[Dataset records about object locations]
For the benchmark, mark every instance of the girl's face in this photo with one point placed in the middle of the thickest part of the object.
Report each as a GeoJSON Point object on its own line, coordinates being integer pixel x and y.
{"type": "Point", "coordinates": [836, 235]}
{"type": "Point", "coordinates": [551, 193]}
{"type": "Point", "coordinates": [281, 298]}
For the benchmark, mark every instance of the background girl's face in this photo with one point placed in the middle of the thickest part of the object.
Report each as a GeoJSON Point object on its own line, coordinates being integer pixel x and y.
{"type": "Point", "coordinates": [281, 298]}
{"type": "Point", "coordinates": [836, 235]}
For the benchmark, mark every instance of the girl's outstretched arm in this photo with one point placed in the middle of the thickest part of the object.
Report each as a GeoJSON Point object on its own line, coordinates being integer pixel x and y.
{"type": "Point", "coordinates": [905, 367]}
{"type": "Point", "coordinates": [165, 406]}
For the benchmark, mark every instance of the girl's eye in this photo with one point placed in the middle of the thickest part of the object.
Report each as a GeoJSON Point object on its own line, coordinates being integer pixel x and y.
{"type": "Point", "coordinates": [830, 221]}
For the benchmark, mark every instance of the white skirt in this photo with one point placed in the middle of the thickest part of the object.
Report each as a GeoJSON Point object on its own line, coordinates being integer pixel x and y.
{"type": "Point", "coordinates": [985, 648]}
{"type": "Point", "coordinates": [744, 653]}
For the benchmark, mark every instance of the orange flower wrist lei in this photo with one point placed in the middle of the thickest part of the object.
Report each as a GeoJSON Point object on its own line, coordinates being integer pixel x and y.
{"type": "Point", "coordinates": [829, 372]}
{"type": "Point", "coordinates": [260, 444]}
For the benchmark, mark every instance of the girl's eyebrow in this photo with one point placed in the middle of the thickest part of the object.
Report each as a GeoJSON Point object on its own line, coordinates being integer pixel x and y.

TASK STATEMENT:
Write out, word for word, the line containing "For the benchmark, mark every instance of the background" and every line after it to the end of the data above.

SOLUTION TO THIS EXERCISE:
For the benchmark, mark every instance of the background girl's face in this photo with one point placed in the middle of the thickest part of the object.
Report each as a GeoJSON Point object on its own line, coordinates being integer pixel x and y.
{"type": "Point", "coordinates": [281, 298]}
{"type": "Point", "coordinates": [836, 235]}
For the benchmark, mark every instance of the girl's outstretched arm in this photo with one point placed in the middle of the thickest part of the object.
Report each as a GeoJSON Point object on its own line, coordinates being integer pixel x and y.
{"type": "Point", "coordinates": [905, 367]}
{"type": "Point", "coordinates": [165, 406]}
For the benchmark, mark every instance of the girl's eye in this photo with one point placed in the middle of the thickest part of the object.
Report each as a GeoJSON Point object on its own line, coordinates being integer pixel x and y.
{"type": "Point", "coordinates": [830, 221]}
For the benchmark, mark every instance of the white skirt in this photo with one point placed in the middle of the thickest part of the object.
Report each as a GeoJSON Point object on its own line, coordinates being integer pixel x and y.
{"type": "Point", "coordinates": [985, 648]}
{"type": "Point", "coordinates": [744, 653]}
For the benchmark, mark every instance of the orange flower wrist lei in this photo with one point placed in the middle of the thickest part of the object.
Report each as a GeoJSON Point object on its own line, coordinates being integer pixel x and y.
{"type": "Point", "coordinates": [829, 372]}
{"type": "Point", "coordinates": [260, 444]}
For the benchmark, mark every instance of the girl's eyebrow in this photo with one point placed in the middle of the thickest part of the object.
Report each as a GeoJSON Point object on its own line, coordinates being integer pixel x and y.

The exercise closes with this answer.